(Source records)
********

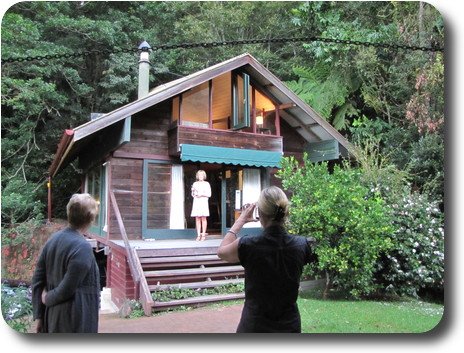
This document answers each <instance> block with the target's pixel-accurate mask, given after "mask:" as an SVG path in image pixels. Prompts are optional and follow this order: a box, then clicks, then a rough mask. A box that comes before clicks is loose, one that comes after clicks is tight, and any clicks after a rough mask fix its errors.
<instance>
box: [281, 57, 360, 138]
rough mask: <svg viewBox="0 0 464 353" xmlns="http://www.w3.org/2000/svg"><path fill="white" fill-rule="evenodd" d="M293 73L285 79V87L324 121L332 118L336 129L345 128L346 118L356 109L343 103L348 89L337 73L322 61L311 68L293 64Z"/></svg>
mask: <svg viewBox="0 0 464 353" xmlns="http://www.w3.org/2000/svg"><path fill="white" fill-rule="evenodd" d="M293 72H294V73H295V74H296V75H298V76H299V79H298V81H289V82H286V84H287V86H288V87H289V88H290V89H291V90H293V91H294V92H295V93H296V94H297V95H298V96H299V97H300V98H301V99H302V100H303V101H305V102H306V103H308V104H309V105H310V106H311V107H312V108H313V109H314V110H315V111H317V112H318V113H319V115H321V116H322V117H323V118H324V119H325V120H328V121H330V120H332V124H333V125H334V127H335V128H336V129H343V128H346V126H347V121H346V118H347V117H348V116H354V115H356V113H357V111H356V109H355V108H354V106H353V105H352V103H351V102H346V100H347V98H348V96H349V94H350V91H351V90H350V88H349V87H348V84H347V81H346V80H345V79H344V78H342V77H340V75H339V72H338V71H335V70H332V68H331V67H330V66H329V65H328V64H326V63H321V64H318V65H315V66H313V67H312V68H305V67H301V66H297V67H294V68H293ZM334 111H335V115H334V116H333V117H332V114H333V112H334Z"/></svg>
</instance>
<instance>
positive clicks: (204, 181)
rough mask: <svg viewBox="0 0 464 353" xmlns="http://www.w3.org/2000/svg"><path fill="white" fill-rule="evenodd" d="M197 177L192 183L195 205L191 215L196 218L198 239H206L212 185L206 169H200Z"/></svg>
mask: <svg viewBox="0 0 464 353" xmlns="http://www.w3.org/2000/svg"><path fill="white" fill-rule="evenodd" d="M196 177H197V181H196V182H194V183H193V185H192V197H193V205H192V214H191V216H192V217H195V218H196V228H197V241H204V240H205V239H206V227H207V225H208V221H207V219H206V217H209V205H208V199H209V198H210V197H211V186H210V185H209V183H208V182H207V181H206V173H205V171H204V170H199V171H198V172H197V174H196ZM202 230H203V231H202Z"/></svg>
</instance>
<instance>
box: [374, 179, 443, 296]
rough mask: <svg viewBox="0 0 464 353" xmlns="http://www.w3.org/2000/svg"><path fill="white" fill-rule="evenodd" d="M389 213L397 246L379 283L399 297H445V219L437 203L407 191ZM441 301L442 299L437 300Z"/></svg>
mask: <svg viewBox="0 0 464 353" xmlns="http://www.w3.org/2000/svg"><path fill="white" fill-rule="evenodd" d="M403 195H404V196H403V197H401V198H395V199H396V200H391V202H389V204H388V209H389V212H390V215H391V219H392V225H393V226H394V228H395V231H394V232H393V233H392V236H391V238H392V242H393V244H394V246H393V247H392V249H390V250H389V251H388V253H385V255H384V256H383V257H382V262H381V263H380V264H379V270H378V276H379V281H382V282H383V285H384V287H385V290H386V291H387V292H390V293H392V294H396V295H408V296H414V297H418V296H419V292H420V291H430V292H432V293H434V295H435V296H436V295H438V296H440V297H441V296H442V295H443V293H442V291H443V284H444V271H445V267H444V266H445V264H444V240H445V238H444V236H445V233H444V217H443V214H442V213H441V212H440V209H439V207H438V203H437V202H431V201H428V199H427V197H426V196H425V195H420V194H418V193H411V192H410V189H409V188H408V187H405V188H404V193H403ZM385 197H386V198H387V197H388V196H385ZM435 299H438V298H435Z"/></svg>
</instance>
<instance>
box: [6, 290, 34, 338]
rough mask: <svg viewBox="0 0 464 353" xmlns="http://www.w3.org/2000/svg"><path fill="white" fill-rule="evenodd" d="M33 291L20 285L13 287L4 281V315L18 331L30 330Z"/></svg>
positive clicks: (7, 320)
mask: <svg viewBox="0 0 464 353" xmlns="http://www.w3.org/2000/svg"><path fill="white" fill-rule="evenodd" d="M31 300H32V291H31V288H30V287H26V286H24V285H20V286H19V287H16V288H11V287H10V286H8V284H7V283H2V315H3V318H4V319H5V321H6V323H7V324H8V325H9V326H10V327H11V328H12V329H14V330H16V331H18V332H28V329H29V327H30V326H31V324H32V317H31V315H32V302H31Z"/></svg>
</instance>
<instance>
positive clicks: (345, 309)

********

> _WHAT YOU NEED TO DO_:
How many lines of the material above contain the string "clicks"? Reply with the number alone.

> _TASK RESPONSE_:
4